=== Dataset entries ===
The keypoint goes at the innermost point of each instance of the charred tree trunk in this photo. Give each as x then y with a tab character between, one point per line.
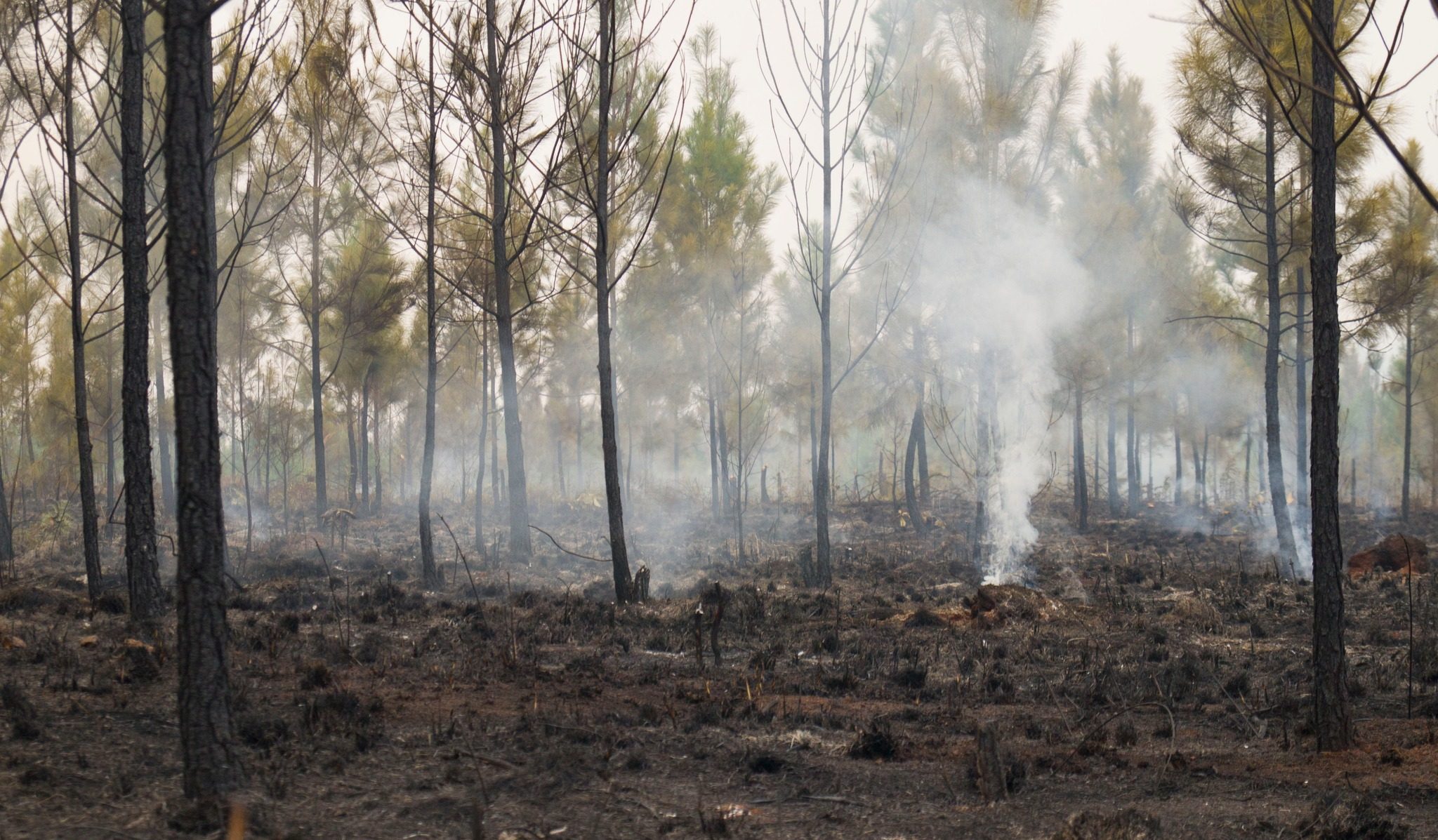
484	441
1409	413
1279	495
432	361
603	291
364	442
1300	354
1130	448
167	485
727	497
911	456
1081	468
6	531
1332	712
212	766
317	385
520	542
1114	460
1178	460
90	514
354	453
378	462
141	553
713	453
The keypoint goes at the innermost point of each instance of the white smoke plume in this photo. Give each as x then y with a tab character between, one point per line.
1004	281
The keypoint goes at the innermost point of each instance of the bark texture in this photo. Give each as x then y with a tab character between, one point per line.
212	766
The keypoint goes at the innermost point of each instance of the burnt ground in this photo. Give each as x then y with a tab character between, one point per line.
1149	667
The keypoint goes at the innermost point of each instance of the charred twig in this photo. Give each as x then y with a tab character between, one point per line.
462	559
565	549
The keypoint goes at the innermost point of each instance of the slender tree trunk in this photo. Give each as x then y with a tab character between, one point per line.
520	542
813	439
1332	712
484	441
911	458
987	468
1279	495
1130	448
823	557
1114	460
1178	460
167	486
90	515
378	462
352	468
6	531
1300	354
724	465
212	766
141	553
1081	467
1248	452
1409	413
315	380
603	291
428	566
364	442
713	452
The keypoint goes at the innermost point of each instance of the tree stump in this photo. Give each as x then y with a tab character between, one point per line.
989	766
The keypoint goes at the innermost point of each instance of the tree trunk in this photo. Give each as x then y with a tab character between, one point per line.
90	515
520	542
1409	413
484	441
713	453
141	553
603	291
212	766
1279	495
432	361
364	442
315	382
1332	712
724	465
1178	460
6	531
1302	403
1081	464
167	486
911	458
378	472
1130	448
1114	460
354	453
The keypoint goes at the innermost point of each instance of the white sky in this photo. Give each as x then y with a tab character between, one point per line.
1148	35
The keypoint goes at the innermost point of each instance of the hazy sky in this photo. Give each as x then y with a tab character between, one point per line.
1147	32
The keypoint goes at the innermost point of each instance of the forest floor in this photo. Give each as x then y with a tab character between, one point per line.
1154	668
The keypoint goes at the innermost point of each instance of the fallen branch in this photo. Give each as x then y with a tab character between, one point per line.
565	549
465	560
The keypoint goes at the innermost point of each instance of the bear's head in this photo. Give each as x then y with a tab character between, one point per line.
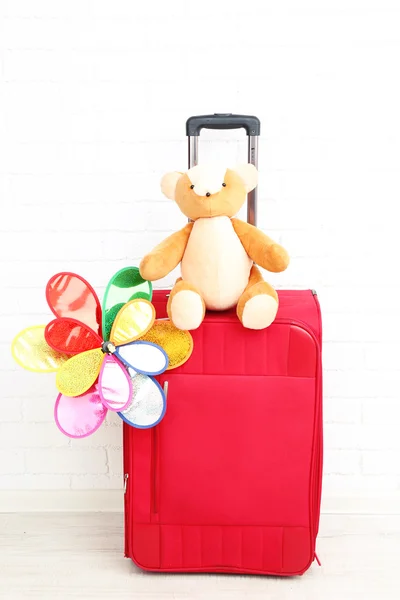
206	191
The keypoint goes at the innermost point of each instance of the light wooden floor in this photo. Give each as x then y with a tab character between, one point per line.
52	556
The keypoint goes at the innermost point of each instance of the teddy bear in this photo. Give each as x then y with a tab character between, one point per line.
218	252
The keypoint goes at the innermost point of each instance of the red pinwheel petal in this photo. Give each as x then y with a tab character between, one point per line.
70	336
69	295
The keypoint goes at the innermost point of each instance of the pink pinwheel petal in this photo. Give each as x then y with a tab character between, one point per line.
115	385
80	416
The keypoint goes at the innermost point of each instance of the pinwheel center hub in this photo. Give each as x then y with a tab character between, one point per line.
108	348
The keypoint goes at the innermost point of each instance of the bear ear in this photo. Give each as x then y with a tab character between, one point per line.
248	174
168	184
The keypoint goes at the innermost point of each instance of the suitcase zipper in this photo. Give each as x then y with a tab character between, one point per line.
154	440
155	459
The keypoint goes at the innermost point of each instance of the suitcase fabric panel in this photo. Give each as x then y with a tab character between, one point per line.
230	479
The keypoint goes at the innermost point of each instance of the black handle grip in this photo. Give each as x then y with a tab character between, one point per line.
223	121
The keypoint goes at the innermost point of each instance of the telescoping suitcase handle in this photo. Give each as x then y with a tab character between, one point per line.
251	124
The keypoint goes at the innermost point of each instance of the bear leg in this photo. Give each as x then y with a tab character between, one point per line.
186	308
258	305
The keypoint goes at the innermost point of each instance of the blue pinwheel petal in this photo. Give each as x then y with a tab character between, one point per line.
144	357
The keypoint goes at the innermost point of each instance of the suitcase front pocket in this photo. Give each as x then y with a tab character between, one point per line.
235	450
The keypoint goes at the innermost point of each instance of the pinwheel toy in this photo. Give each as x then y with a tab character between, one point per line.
105	359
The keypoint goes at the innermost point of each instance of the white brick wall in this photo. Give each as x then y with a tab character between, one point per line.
94	95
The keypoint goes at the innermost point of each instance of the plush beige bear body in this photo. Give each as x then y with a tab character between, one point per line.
217	252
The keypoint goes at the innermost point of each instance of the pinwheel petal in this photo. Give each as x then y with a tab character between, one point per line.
79	373
81	416
69	295
115	385
133	320
124	286
71	336
143	357
148	404
177	343
31	351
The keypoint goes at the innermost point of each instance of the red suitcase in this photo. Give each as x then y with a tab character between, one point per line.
230	480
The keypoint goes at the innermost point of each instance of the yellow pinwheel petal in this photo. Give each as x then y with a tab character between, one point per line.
30	350
133	320
178	344
79	373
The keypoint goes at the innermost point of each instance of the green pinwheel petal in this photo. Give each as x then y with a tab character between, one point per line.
125	285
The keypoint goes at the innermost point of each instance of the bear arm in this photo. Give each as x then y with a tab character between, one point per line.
166	256
262	249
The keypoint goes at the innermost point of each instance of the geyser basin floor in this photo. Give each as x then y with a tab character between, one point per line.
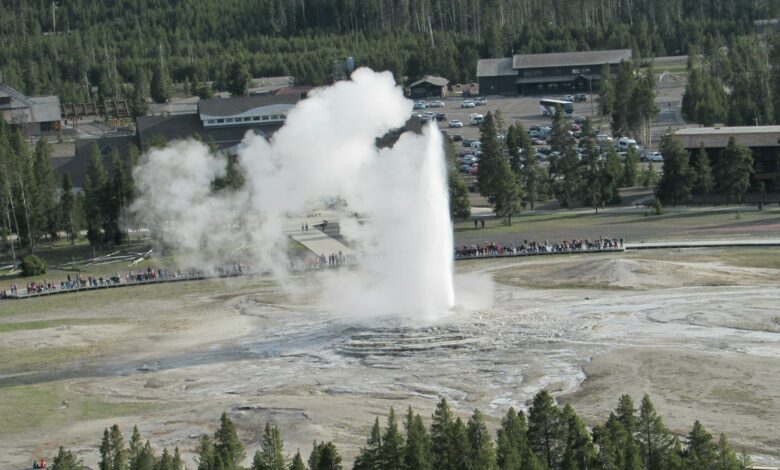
700	337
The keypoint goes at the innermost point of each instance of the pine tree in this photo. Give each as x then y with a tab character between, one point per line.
655	441
733	170
324	456
66	460
370	457
68	208
727	458
392	453
677	178
460	204
134	449
205	454
593	175
238	79
441	437
166	461
418	452
271	456
481	453
701	453
118	450
159	87
227	446
629	175
626	413
703	181
146	459
45	181
106	462
94	191
178	463
579	453
545	430
297	462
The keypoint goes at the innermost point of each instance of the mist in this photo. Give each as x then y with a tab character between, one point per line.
326	149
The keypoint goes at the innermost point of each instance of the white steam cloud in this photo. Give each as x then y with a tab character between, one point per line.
327	149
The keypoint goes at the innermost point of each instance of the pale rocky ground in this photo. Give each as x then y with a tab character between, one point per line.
700	336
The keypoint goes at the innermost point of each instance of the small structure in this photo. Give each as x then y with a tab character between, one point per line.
560	72
429	86
763	141
34	115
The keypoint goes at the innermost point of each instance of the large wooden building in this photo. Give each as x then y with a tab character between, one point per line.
538	74
34	115
763	141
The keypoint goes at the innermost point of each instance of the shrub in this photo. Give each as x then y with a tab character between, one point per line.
33	266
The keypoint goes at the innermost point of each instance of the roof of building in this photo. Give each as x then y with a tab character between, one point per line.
183	126
77	166
432	80
301	90
563	59
234	106
495	67
555	78
30	109
718	137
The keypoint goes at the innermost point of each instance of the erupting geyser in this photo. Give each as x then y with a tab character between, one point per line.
326	149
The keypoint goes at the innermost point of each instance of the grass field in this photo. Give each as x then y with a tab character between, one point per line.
631	224
28	407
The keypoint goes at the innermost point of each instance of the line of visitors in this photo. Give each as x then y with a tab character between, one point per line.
81	281
492	249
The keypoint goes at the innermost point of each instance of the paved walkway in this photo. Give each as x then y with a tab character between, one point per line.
320	243
704	244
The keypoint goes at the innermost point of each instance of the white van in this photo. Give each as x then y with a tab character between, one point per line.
624	143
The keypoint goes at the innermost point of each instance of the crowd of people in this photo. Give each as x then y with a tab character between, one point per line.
492	249
332	260
81	281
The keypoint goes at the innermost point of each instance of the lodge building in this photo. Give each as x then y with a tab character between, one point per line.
538	74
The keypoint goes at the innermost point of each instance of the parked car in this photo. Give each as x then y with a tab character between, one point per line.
476	119
650	156
624	143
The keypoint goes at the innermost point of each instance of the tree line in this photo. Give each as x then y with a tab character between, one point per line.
734	82
84	50
34	205
687	173
548	437
511	175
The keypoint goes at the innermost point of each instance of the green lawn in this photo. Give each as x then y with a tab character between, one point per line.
28	407
673	224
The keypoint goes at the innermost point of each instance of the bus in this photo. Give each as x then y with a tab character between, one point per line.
548	107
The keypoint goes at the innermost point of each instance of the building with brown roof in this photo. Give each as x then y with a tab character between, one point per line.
34	115
763	141
536	74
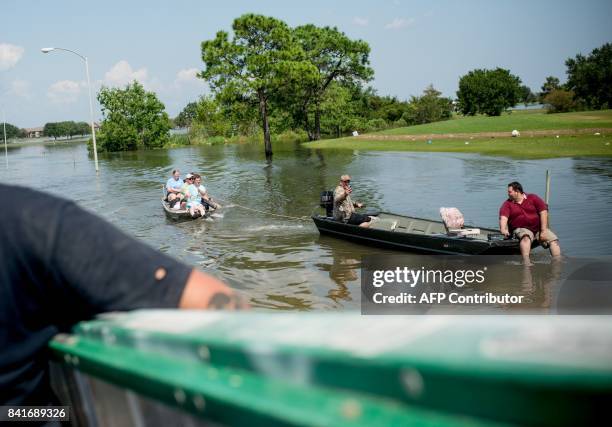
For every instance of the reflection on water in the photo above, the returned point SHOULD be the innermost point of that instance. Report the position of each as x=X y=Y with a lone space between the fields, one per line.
x=282 y=263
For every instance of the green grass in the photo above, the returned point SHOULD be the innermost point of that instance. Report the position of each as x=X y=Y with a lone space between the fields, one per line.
x=521 y=120
x=523 y=147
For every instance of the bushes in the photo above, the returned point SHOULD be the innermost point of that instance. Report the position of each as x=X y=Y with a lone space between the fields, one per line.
x=133 y=118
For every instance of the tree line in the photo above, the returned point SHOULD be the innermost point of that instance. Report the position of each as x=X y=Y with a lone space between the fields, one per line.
x=268 y=78
x=53 y=129
x=66 y=129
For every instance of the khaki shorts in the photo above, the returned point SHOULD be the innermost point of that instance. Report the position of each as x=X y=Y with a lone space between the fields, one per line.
x=547 y=238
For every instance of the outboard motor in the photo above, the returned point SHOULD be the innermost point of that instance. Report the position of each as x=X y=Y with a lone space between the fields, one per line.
x=327 y=202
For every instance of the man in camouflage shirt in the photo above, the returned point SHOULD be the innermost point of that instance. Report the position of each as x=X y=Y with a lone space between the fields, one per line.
x=344 y=207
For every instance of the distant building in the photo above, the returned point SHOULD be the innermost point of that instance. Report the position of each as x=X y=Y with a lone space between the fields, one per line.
x=34 y=132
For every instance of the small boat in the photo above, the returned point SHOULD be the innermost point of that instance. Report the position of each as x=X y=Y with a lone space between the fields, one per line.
x=182 y=214
x=420 y=235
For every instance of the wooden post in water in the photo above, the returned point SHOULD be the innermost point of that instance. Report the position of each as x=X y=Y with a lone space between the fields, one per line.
x=546 y=196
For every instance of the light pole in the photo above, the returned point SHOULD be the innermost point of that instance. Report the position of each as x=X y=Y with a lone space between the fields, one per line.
x=93 y=130
x=4 y=126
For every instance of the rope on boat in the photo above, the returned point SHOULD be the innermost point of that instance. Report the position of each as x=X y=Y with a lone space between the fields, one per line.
x=294 y=218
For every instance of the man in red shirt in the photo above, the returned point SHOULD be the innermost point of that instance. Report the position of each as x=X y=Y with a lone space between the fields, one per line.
x=525 y=216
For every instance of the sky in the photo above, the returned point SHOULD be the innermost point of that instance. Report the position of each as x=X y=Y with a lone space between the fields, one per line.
x=413 y=44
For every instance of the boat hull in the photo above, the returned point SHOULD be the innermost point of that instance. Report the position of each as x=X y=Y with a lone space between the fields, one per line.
x=417 y=235
x=180 y=215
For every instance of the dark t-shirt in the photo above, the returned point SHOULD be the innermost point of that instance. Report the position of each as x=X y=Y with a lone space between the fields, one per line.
x=525 y=214
x=60 y=265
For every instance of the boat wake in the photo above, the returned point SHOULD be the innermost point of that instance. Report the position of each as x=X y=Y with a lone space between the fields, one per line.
x=275 y=227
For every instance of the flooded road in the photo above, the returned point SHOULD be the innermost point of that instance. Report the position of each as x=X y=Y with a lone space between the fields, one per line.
x=283 y=263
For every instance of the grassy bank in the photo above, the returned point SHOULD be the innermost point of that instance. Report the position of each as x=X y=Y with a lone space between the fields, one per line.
x=187 y=139
x=521 y=120
x=535 y=148
x=523 y=147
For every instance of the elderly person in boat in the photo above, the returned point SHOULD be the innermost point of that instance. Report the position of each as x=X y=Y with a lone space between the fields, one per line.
x=193 y=197
x=173 y=187
x=525 y=216
x=206 y=200
x=344 y=207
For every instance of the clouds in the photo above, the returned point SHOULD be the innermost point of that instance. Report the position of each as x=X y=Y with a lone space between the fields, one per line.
x=396 y=24
x=20 y=88
x=399 y=23
x=122 y=74
x=65 y=91
x=187 y=76
x=9 y=55
x=361 y=22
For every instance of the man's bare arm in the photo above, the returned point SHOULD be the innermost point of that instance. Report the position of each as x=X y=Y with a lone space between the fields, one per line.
x=543 y=220
x=206 y=292
x=503 y=225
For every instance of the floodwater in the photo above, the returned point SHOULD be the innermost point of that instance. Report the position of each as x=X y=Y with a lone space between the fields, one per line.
x=283 y=263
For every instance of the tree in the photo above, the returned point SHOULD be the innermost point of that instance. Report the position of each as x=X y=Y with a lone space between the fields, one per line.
x=488 y=92
x=132 y=118
x=559 y=101
x=12 y=131
x=428 y=108
x=551 y=83
x=590 y=78
x=336 y=58
x=260 y=59
x=209 y=119
x=186 y=116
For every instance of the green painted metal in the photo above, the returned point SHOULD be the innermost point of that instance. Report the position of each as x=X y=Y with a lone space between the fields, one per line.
x=459 y=369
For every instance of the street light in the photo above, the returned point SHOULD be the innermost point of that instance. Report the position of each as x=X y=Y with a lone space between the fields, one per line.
x=93 y=130
x=4 y=126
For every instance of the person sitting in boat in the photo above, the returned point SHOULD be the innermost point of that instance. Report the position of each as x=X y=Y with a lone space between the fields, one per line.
x=344 y=207
x=173 y=187
x=206 y=200
x=193 y=198
x=525 y=216
x=183 y=198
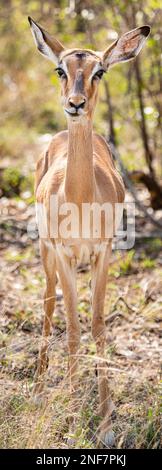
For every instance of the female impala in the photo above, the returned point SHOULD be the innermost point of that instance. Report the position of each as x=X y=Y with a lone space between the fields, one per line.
x=79 y=169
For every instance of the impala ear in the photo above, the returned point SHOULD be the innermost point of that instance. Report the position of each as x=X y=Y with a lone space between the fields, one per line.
x=127 y=47
x=46 y=44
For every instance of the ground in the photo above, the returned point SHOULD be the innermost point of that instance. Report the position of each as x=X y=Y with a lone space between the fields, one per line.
x=132 y=311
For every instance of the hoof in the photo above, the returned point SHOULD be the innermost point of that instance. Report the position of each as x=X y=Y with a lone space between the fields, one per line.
x=37 y=400
x=108 y=438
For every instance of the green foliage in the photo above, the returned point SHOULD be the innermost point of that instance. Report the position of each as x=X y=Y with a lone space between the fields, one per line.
x=29 y=88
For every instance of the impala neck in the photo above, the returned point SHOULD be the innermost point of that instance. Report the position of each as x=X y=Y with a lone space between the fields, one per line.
x=79 y=179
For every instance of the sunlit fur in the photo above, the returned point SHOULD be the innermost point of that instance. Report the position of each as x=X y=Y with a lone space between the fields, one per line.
x=78 y=167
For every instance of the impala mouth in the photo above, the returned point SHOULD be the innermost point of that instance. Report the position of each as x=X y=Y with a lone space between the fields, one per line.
x=72 y=114
x=80 y=113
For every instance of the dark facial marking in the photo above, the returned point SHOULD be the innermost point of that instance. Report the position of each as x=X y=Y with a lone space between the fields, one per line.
x=79 y=84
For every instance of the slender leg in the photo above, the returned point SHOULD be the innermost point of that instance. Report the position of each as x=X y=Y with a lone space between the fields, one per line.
x=99 y=277
x=67 y=277
x=49 y=263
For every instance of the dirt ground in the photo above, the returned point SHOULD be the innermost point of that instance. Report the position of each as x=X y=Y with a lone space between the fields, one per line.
x=132 y=311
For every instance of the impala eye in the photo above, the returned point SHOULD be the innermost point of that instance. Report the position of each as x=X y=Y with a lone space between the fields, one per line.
x=99 y=74
x=61 y=72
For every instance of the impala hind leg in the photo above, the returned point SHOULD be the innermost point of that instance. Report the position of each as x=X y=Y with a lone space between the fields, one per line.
x=99 y=277
x=49 y=263
x=67 y=275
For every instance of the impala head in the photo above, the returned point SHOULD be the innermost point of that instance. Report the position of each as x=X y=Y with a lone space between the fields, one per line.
x=80 y=70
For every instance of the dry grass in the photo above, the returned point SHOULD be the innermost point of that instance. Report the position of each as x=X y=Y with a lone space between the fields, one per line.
x=133 y=313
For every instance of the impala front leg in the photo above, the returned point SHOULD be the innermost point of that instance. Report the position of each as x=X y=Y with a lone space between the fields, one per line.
x=49 y=263
x=99 y=277
x=67 y=275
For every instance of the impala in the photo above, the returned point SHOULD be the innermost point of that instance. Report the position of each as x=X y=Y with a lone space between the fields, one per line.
x=78 y=168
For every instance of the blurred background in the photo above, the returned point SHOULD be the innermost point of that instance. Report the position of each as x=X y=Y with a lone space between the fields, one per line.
x=130 y=109
x=129 y=115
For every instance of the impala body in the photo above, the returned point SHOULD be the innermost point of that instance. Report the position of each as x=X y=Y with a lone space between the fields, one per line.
x=79 y=169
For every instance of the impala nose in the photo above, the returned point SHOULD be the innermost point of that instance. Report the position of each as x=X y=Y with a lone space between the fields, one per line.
x=76 y=103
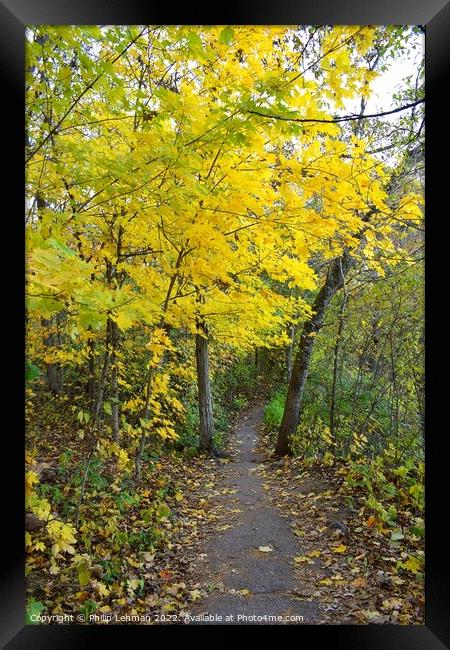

=== Task to carry out ===
The required output is an exact copy of the lines from the one with "For every instance of the impala body" through the final line of the data above, with pictures removed.

=== Exercise solution ===
For every instance of the impala body in the photo above, the returned point SHOULD be the innermost point of that instance. Report the position of each as x=X y=Y with a lone space between the fields, one per line.
x=79 y=169
For every instance of the impala nose in the photo above, the returned point SHOULD be the innermost point of that instance. Report the position of each as x=X y=Y with a lone space between the fields, one per line.
x=76 y=103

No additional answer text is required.